◆ EXTRACTED INFORMATION ◆
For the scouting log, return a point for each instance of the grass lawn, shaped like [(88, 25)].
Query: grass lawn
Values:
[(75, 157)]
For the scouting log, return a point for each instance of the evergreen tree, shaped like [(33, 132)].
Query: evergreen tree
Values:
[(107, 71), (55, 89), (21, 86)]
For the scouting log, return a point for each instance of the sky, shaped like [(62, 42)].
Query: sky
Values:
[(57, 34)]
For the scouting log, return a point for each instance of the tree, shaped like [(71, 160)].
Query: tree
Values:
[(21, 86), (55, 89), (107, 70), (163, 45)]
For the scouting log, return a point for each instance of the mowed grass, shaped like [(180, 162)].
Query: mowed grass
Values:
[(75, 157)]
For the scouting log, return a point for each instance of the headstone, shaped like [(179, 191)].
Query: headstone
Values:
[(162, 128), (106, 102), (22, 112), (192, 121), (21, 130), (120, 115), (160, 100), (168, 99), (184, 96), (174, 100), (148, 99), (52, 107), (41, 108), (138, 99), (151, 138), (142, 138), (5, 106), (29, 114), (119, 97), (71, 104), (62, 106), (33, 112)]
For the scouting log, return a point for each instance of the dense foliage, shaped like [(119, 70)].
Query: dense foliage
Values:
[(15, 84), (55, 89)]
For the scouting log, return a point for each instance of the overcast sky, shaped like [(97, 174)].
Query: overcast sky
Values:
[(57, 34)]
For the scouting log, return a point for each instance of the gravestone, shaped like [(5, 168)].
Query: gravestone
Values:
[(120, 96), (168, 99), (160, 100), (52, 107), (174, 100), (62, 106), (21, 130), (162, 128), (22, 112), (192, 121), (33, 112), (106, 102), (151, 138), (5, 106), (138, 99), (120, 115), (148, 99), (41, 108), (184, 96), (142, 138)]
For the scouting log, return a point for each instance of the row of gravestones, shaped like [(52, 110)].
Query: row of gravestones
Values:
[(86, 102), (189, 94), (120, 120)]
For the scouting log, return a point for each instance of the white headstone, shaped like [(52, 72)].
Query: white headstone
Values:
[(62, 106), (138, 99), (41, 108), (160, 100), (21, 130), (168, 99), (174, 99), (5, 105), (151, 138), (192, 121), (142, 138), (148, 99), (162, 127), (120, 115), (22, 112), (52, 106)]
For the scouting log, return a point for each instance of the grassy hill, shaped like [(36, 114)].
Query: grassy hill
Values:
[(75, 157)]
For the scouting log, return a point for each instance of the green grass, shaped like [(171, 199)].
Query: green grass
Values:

◆ GOAL ◆
Lay out every line of the material above as a Markdown table with the columns Number and Text. Give each line its own row and leave out blank lines.

◆ OUTPUT OF THE EXERCISE ◆
| Number | Text |
|---|---|
| 1 | For the scouting log, return a point for each instance of the grass lawn, shaped like [(88, 25)]. |
| 2 | Query: grass lawn |
| 3 | Values: |
| 4 | [(75, 157)] |
| 5 | For the scouting log, return a point for each instance of the evergreen tree, shaped like [(33, 132)]. |
| 6 | Query: evergreen tree |
| 7 | Values: |
| 8 | [(107, 71), (55, 89), (21, 86)] |
| 9 | For the scouting log, return a point for each instance of the sky, shaped like [(62, 42)]. |
| 10 | Query: sky |
| 11 | Values: |
| 12 | [(57, 34)] |
| 13 | For the scouting log, return a point for each instance of the tree, shaped like [(71, 160)]. |
| 14 | Query: tree |
| 15 | Values: |
| 16 | [(21, 86), (55, 89), (107, 70), (163, 45)] |
| 17 | For the scouting log, return a point for each instance of the mowed grass, shaped like [(180, 162)]. |
| 18 | Query: mowed grass |
| 19 | Values: |
| 20 | [(75, 157)] |
| 21 | For the scouting log, return a point for each instance of the headstone, shaped like [(179, 191)]. |
| 22 | Query: headstone |
| 23 | Values: |
| 24 | [(162, 128), (106, 102), (22, 112), (192, 121), (21, 130), (120, 115), (160, 100), (168, 99), (184, 96), (174, 100), (148, 99), (52, 107), (41, 108), (138, 99), (151, 138), (142, 138), (5, 106), (29, 114), (119, 97), (71, 104), (62, 106), (33, 112)] |
| 25 | For the scouting log, return a point for each instance of the dense foliage, shaped like [(119, 70)]. |
| 26 | Query: dense foliage |
| 27 | Values: |
| 28 | [(15, 84), (55, 89)] |
| 29 | For the scouting log, return a point for each instance of the overcast sky, shaped like [(97, 174)]. |
| 30 | Query: overcast sky |
| 31 | Values: |
| 32 | [(57, 34)] |
| 33 | For the scouting log, return a point for each instance of the gravestone, shaped like [(5, 168)]. |
| 34 | Query: gravestone |
| 35 | Values: |
| 36 | [(120, 96), (168, 99), (160, 100), (52, 107), (174, 100), (62, 106), (21, 130), (162, 128), (22, 112), (192, 121), (33, 112), (106, 102), (151, 138), (5, 106), (138, 99), (120, 115), (148, 99), (41, 108), (184, 96), (142, 138)] |
| 37 | For the scouting log, return a point for each instance of the row of gravestones, shaped like [(52, 110)]. |
| 38 | Query: row of gravestones |
| 39 | Values: |
| 40 | [(86, 102), (189, 94), (120, 120)] |
| 41 | For the scouting log, return a point for each instance of the white headstone, shaped like [(52, 72)]. |
| 42 | Query: white headstone |
| 43 | Values: |
| 44 | [(62, 106), (138, 99), (41, 108), (160, 100), (21, 130), (168, 99), (174, 99), (5, 105), (151, 138), (192, 121), (142, 138), (148, 99), (162, 127), (120, 115), (22, 112), (52, 106)] |
| 45 | For the scouting log, return a point for each instance of the grassy hill, shaped like [(36, 114)]. |
| 46 | Query: grassy hill |
| 47 | Values: |
| 48 | [(75, 157)] |
| 49 | For the scouting log, return a point for each instance of the green grass, shaped like [(171, 199)]. |
| 50 | Query: green grass |
| 51 | Values: |